Exercise prompt — Rewrite all of the items below so that "a single point" takes the place of "one point" and everything else stays unchanged.

Object pointing dataset rows —
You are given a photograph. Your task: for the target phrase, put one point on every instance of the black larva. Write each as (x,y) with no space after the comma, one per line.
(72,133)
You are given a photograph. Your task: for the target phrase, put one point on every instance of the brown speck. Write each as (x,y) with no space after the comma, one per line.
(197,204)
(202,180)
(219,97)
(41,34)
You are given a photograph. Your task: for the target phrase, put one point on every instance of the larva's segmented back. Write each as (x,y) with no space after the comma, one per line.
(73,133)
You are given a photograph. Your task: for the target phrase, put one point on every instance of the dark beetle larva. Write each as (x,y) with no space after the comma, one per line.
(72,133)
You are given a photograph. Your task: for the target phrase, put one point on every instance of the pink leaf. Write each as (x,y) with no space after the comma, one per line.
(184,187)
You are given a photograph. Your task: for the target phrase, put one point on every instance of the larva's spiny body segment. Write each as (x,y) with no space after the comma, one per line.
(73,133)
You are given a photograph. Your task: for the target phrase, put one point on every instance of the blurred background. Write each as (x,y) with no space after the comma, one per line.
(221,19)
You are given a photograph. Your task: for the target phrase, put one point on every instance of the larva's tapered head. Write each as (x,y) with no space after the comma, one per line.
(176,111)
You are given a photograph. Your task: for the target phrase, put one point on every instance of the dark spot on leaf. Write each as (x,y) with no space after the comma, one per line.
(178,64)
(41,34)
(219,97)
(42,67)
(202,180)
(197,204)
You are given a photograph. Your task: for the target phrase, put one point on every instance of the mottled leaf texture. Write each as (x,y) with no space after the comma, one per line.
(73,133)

Solution to the problem —
You are given a photograph. Your task: for the target phrase, put a single point on every instance of the black larva. Write each as (x,y) with no space after the comma, one per line.
(72,133)
You are given a photograph. Your task: for the target phrase, put a single point on every instance of the brown speck. Write each as (x,y) with no space after the comma, one per line.
(197,204)
(202,180)
(219,97)
(41,34)
You are given a photograph. Your task: for the target phrase, put a single point on every instance of the larva's segmented back. Write each as (x,y) with no space after the comma, one per line.
(73,133)
You are given a photograph. Your task: for the target phrase, put a single point on every instance of the dark beetle larva. Write each as (x,y) with no space after the comma, one per line.
(72,133)
You are given a photograph. Your task: for the target phrase, put a single point on every instance of the pink leaf. Write each as (x,y) with no space after the comma, one per line.
(184,187)
You are given a photograph. Your task: for the target phrase, put a single point on every instance of the larva's spiny body segment. Write each as (x,y) with no space after the comma, one per line.
(73,133)
You are given a photograph. Your task: for the target phrase, put a single point on every instance of the blurred background. Write each as (x,y) with no space after the comma, one per line.
(221,19)
You are given a photograph. Your task: for the target phrase, put a single point on every instance of the larva's tapered head. Write each as (x,y) with no space after the comma, one per line.
(176,111)
You are given a photograph. Your task: for the target phrase, put a single point on every instance of the dark spot on leaf. Write each as (x,y) with no space after the comma, one per line.
(178,64)
(41,34)
(219,97)
(42,67)
(202,180)
(197,204)
You are given a photograph. Your task: for the target phrase, put a single point on every instance of the mottled leaf texture. Write each as (x,y) with no space after the comma, one per line.
(73,133)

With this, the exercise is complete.